WHAT IS NEEDED — Every record should be written out exactly, please.

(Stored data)
■ ■ ■

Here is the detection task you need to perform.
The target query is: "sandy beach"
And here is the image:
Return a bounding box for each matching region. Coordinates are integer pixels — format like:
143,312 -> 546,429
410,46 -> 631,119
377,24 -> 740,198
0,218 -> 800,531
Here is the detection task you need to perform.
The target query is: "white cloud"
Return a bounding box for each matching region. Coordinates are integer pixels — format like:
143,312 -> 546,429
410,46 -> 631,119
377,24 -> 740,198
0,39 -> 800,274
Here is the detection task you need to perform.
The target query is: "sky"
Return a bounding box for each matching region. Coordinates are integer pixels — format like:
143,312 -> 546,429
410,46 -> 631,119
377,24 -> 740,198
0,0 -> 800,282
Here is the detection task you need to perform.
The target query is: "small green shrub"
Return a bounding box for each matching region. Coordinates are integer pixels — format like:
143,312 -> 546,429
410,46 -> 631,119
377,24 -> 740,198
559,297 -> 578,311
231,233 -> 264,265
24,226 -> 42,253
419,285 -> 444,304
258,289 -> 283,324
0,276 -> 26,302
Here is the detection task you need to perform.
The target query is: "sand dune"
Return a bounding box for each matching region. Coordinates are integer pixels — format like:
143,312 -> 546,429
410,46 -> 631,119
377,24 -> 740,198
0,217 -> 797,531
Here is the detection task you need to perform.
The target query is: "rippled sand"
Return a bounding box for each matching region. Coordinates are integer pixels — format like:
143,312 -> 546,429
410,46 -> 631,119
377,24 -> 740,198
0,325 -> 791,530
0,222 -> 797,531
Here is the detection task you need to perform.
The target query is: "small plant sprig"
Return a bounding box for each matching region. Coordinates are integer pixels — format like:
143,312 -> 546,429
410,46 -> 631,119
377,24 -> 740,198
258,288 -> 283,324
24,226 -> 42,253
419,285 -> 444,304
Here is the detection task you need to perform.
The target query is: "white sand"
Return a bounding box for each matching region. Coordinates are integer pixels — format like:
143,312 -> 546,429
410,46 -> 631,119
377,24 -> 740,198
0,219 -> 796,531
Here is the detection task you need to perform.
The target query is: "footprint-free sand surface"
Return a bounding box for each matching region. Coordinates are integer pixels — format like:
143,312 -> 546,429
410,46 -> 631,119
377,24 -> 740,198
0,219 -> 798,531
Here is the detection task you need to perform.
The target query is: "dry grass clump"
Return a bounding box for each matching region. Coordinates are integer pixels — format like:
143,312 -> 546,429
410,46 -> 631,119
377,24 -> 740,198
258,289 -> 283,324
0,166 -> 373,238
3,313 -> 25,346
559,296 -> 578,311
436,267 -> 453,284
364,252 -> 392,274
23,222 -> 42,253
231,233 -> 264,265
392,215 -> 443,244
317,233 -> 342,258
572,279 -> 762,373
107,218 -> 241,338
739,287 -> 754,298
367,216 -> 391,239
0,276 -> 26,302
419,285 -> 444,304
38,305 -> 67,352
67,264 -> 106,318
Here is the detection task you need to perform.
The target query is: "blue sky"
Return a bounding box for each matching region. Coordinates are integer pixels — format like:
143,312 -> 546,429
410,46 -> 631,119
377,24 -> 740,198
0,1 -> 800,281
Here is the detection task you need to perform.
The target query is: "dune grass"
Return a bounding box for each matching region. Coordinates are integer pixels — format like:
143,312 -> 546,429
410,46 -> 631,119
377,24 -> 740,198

■ ■ ■

SOLUTION —
Here is the detection task you need to perform.
The target query is: "sandy beach"
And here is the image:
Return a bounding box for each matching region. Coordinates are integer pixels — format like:
143,312 -> 546,429
410,46 -> 631,119
377,24 -> 740,198
0,218 -> 800,531
Here is the detection task you need to perform.
The target query is: "white cloud"
Return a bounding box for each matching region. Coordinates are integer pixels — format like:
143,312 -> 546,429
410,46 -> 631,119
377,24 -> 740,198
0,39 -> 800,274
Here is the detection task you need to perform.
The target query is: "sky"
Return a bounding box for each matching region. Coordinates are integer pixels — format like:
143,312 -> 546,429
410,46 -> 631,119
377,24 -> 740,198
0,0 -> 800,282
Here is the detection task you need to perform.
The target query is: "small green shrub"
Return a bounding box for each matching region. Coordinates are integer pixels — format like:
143,312 -> 546,429
410,46 -> 631,119
377,24 -> 740,198
559,297 -> 578,311
231,233 -> 264,265
24,226 -> 42,253
419,285 -> 444,304
258,289 -> 283,324
0,276 -> 26,302
Here is the detection task you need to perform.
The target query is: "sand dune"
Return a bounding box for each matching region. Coordinates are integer pixels — format like:
143,312 -> 546,429
410,46 -> 631,119
377,24 -> 740,198
0,217 -> 797,531
Here is the detection task you need to perform.
The target query is: "rippled sand"
Return a bounding box for each matching region. Coordinates are integer pixels — format like:
143,312 -> 546,429
410,46 -> 631,119
377,24 -> 740,198
0,325 -> 791,530
0,222 -> 797,531
Here is the detection task you need to perform.
The target query is: "small plant sprig"
Return a bounding box for each matching region. Coordinates are integer pixels — format like:
143,312 -> 546,429
410,46 -> 631,119
377,24 -> 740,198
258,288 -> 283,324
24,226 -> 42,253
419,285 -> 444,304
Here is the detection task you need to perform.
The target query is: "white sand"
Return a bounding box for each matching region. Coordinates are integer pixels — format like:
143,312 -> 546,429
410,46 -> 631,119
377,24 -> 740,198
0,219 -> 796,531
Here is the detection task you need to perform.
The target query is: "footprint-free sand surface"
Return a bounding box for each matching region. Coordinates are integer pixels — format like:
143,312 -> 546,429
410,46 -> 631,119
377,24 -> 740,198
0,219 -> 798,531
Here is the detection task you need to perform.
The target query is: "dry grass clump"
Return a bounding box for each matching region. Coordinates are integer pixels — format like:
143,312 -> 546,429
410,46 -> 631,119
377,24 -> 740,198
258,289 -> 283,324
0,166 -> 373,238
3,313 -> 25,346
559,296 -> 578,311
436,267 -> 453,284
364,252 -> 392,274
23,222 -> 42,253
231,233 -> 264,265
392,215 -> 443,244
317,233 -> 342,258
572,279 -> 762,373
107,218 -> 241,338
739,287 -> 754,298
367,216 -> 391,239
0,276 -> 26,302
419,285 -> 444,304
38,305 -> 67,352
67,264 -> 106,318
Here is the detection task you need to perform.
The target query is: "blue sky"
Return a bounding box for each matching region. Coordinates are integer pixels — format like:
143,312 -> 546,429
410,46 -> 631,119
377,24 -> 740,198
0,1 -> 800,281
Here is the detection task you need to perform.
The target query is: "dune grass"
Return a bounding box for each matching region. Coordinates are integer pixels — format like:
143,312 -> 546,429
410,46 -> 631,119
377,24 -> 740,198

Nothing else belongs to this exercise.